**ASSIGNMENT**
Transcribe every record verbatim.

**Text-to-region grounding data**
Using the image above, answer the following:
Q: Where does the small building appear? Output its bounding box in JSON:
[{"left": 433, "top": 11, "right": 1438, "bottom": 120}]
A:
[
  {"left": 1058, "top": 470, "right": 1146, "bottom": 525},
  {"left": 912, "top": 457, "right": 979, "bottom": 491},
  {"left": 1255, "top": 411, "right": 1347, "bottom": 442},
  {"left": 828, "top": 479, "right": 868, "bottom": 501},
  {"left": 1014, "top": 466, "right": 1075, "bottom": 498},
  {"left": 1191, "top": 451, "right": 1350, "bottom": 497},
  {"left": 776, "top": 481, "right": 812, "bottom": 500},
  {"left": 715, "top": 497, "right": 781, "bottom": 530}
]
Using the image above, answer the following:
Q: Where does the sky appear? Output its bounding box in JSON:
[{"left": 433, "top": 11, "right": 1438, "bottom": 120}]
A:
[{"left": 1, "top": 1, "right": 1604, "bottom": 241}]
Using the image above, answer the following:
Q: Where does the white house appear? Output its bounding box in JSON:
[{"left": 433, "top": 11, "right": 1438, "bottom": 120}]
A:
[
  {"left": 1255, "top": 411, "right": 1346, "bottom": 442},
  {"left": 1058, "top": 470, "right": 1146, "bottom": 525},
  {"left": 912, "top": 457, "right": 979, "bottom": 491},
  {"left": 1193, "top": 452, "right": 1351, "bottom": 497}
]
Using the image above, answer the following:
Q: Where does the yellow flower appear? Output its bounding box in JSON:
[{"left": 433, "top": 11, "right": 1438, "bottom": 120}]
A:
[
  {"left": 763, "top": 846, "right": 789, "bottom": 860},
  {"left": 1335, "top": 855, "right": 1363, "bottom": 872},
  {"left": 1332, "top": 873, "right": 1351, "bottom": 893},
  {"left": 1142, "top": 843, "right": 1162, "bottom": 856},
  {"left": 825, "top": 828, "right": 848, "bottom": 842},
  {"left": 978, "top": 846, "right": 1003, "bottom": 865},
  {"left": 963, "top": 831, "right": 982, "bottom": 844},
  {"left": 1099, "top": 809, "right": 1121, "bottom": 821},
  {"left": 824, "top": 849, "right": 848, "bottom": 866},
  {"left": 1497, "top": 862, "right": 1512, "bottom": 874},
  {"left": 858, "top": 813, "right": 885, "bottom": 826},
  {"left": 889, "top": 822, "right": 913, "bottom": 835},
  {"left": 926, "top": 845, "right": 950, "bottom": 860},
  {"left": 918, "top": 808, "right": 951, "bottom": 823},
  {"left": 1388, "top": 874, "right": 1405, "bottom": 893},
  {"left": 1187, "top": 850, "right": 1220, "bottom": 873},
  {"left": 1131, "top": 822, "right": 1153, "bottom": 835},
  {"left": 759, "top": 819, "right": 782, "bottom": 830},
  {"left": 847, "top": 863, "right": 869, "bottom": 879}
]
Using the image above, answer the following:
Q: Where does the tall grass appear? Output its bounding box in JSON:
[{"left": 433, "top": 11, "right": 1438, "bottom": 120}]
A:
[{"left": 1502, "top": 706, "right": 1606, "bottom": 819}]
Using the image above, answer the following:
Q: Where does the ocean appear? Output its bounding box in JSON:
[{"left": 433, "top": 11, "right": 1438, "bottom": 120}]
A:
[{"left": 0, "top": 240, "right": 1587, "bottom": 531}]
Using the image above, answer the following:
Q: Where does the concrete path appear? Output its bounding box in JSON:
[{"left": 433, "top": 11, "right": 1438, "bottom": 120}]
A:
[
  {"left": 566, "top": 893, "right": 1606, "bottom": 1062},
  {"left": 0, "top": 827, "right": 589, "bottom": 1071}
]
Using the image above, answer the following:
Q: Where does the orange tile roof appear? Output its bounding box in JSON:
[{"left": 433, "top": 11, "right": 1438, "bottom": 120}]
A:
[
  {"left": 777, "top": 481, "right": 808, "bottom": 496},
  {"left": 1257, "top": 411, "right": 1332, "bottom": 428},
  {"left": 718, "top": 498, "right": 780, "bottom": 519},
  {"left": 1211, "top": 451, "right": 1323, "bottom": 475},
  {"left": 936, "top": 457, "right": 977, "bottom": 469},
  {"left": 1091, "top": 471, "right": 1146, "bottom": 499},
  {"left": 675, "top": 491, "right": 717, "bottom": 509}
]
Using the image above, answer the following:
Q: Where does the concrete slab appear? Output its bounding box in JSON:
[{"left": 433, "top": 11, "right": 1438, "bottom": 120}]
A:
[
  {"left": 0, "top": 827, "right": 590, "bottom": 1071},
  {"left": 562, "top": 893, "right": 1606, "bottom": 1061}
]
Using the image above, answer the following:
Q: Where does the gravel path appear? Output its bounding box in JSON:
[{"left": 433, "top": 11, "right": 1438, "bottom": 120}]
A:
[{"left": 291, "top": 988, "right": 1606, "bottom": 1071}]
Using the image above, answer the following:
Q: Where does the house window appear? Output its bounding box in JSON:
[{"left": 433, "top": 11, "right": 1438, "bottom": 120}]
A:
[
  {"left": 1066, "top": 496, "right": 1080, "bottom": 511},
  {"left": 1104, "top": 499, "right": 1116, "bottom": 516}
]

**SOLUTION TO THIS PROBLEM**
Using the image above, answer the following:
Q: Where does the small building appear? Output its bounding box in JSON:
[{"left": 433, "top": 11, "right": 1438, "bottom": 120}]
A:
[
  {"left": 1058, "top": 470, "right": 1146, "bottom": 525},
  {"left": 912, "top": 457, "right": 979, "bottom": 491},
  {"left": 1255, "top": 411, "right": 1347, "bottom": 442},
  {"left": 828, "top": 479, "right": 868, "bottom": 501},
  {"left": 1014, "top": 466, "right": 1075, "bottom": 498},
  {"left": 1191, "top": 451, "right": 1350, "bottom": 497},
  {"left": 776, "top": 481, "right": 812, "bottom": 500},
  {"left": 715, "top": 497, "right": 781, "bottom": 530}
]
Using the image above, answer the following:
Q: Where does the sky appear? Output its bounding box in JSON:
[{"left": 433, "top": 11, "right": 1438, "bottom": 120}]
A:
[{"left": 1, "top": 1, "right": 1604, "bottom": 241}]
Using the image above, answer the following:
Q: Where does the white house appear? Output its bounding box in JSON:
[{"left": 433, "top": 11, "right": 1438, "bottom": 120}]
A:
[
  {"left": 1255, "top": 411, "right": 1346, "bottom": 442},
  {"left": 1058, "top": 470, "right": 1146, "bottom": 525},
  {"left": 912, "top": 457, "right": 979, "bottom": 491},
  {"left": 1193, "top": 452, "right": 1351, "bottom": 497}
]
Using the image above, answer the following:
Q: Where does the yellow flower appear? Output its bounding box in JSON:
[{"left": 433, "top": 11, "right": 1438, "bottom": 120}]
A:
[
  {"left": 763, "top": 846, "right": 789, "bottom": 860},
  {"left": 1335, "top": 855, "right": 1363, "bottom": 872},
  {"left": 1332, "top": 873, "right": 1351, "bottom": 893},
  {"left": 1142, "top": 843, "right": 1162, "bottom": 856},
  {"left": 825, "top": 828, "right": 848, "bottom": 842},
  {"left": 978, "top": 846, "right": 1003, "bottom": 865},
  {"left": 963, "top": 831, "right": 982, "bottom": 844},
  {"left": 1099, "top": 809, "right": 1121, "bottom": 821},
  {"left": 824, "top": 849, "right": 848, "bottom": 866},
  {"left": 1497, "top": 862, "right": 1512, "bottom": 874},
  {"left": 858, "top": 813, "right": 885, "bottom": 826},
  {"left": 889, "top": 822, "right": 913, "bottom": 835},
  {"left": 926, "top": 845, "right": 950, "bottom": 860},
  {"left": 918, "top": 808, "right": 951, "bottom": 823},
  {"left": 1388, "top": 874, "right": 1405, "bottom": 893},
  {"left": 1187, "top": 850, "right": 1220, "bottom": 873},
  {"left": 1131, "top": 822, "right": 1153, "bottom": 835},
  {"left": 759, "top": 819, "right": 782, "bottom": 830},
  {"left": 847, "top": 863, "right": 869, "bottom": 879}
]
Using the image above, answer the following:
Q: Where does the tall grass appear? Output its bounding box in JSON:
[{"left": 433, "top": 11, "right": 1438, "bottom": 120}]
A:
[{"left": 1502, "top": 706, "right": 1606, "bottom": 819}]
Using the image above, answer the following:
Q: Where does the ocean appear? Output its bounding box in JSON:
[{"left": 433, "top": 11, "right": 1438, "bottom": 120}]
A:
[{"left": 0, "top": 240, "right": 1587, "bottom": 531}]
Using the image above, answer the following:
Q: Where does the concrete path appear? Output its bounding box in JSON:
[{"left": 433, "top": 11, "right": 1438, "bottom": 120}]
A:
[
  {"left": 566, "top": 893, "right": 1606, "bottom": 1062},
  {"left": 0, "top": 827, "right": 589, "bottom": 1071}
]
Using the image above, answer the following:
Q: Where does the orange tile roof appear? Output its bounding box in JSON:
[{"left": 433, "top": 11, "right": 1438, "bottom": 120}]
A:
[
  {"left": 777, "top": 481, "right": 808, "bottom": 496},
  {"left": 1257, "top": 411, "right": 1332, "bottom": 428},
  {"left": 718, "top": 498, "right": 780, "bottom": 519},
  {"left": 1211, "top": 451, "right": 1323, "bottom": 475},
  {"left": 936, "top": 457, "right": 977, "bottom": 469},
  {"left": 1091, "top": 471, "right": 1146, "bottom": 499},
  {"left": 675, "top": 491, "right": 717, "bottom": 509}
]
Using the image above, answer the following:
Q: Where does the concrete slab appear? Output its bounding box in JSON:
[{"left": 433, "top": 11, "right": 1438, "bottom": 120}]
A:
[
  {"left": 0, "top": 827, "right": 590, "bottom": 1071},
  {"left": 562, "top": 893, "right": 1606, "bottom": 1061}
]
Using the image above, answer the following:
Q: Where does the gravel path appear? Output its bounding box in JSON:
[{"left": 433, "top": 11, "right": 1438, "bottom": 120}]
A:
[{"left": 291, "top": 988, "right": 1606, "bottom": 1071}]
Using the image above, answer the following:
Q: Where does the house window appear? Output its bounding box in JSON:
[{"left": 433, "top": 11, "right": 1438, "bottom": 120}]
A:
[
  {"left": 1066, "top": 496, "right": 1080, "bottom": 511},
  {"left": 1104, "top": 499, "right": 1116, "bottom": 516}
]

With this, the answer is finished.